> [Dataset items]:

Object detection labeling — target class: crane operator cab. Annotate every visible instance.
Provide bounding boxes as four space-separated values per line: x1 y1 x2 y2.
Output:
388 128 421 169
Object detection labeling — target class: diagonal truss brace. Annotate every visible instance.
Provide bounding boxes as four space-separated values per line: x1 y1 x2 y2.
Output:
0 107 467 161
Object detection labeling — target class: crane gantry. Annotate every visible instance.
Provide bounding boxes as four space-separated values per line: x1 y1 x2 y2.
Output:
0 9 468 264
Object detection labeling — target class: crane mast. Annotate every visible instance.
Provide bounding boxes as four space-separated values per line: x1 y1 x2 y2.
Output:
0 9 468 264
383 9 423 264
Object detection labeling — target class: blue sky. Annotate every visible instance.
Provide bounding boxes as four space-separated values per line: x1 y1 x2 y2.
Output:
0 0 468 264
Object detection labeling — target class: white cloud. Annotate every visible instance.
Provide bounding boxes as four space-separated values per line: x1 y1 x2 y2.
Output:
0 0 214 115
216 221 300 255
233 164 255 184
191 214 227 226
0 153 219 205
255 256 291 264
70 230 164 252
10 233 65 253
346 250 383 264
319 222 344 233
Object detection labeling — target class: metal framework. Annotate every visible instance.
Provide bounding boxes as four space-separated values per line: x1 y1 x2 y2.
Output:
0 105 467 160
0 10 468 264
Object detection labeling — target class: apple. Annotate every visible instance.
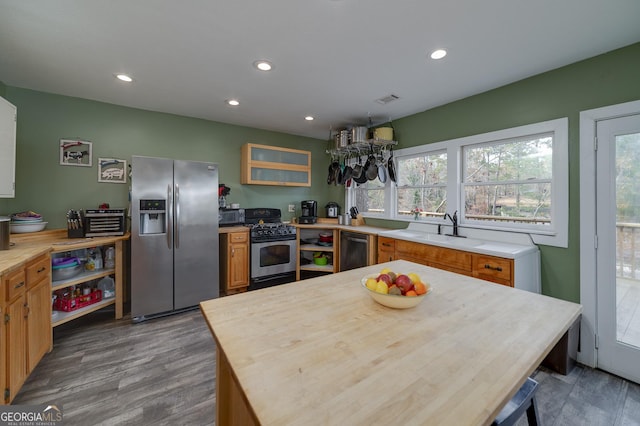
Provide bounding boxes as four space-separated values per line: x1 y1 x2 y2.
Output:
395 274 414 294
389 284 402 296
376 274 393 287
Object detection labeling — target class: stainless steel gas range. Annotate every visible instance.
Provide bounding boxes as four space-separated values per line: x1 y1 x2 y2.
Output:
245 208 297 290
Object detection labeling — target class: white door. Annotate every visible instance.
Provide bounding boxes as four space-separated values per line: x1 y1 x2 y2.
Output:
596 115 640 383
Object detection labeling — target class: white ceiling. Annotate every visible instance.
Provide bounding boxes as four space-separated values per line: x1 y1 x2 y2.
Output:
0 0 640 140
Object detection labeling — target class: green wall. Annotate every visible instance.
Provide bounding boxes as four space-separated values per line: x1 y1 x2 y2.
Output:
0 86 339 229
5 43 640 302
393 43 640 302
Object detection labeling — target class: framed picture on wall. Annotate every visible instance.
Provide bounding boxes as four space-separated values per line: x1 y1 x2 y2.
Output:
98 158 127 183
60 139 92 167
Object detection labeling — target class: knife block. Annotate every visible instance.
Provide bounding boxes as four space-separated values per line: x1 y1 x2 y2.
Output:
67 226 84 238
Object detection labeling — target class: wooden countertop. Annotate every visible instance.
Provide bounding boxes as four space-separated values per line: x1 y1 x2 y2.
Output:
0 229 129 274
201 260 582 425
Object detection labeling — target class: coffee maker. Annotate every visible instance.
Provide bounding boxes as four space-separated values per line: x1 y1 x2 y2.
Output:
324 201 340 218
298 200 318 224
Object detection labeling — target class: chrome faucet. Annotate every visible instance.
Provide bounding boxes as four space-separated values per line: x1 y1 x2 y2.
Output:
444 210 459 237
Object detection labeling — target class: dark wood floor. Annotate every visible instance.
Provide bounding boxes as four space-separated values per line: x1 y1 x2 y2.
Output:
14 309 640 426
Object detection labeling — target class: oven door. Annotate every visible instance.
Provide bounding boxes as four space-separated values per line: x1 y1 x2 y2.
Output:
251 240 296 279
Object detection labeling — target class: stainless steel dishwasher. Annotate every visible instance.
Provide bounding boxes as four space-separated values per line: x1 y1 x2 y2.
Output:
340 231 369 271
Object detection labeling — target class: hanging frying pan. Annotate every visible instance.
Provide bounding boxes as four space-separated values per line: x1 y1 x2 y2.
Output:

> [Aim]: Extract the lines above, unchanged, starting with the line that contains "Object detection labeling — target class: blue" and continuing up to and including the line that contains "0 0 468 264".

> [Output for this exercise]:
Object detection labeling — target class: blue sky. Annotate every visible instance.
Provide bounding boxes as four space-separated values per line: x1 y1 x2 y2.
Output:
0 0 468 264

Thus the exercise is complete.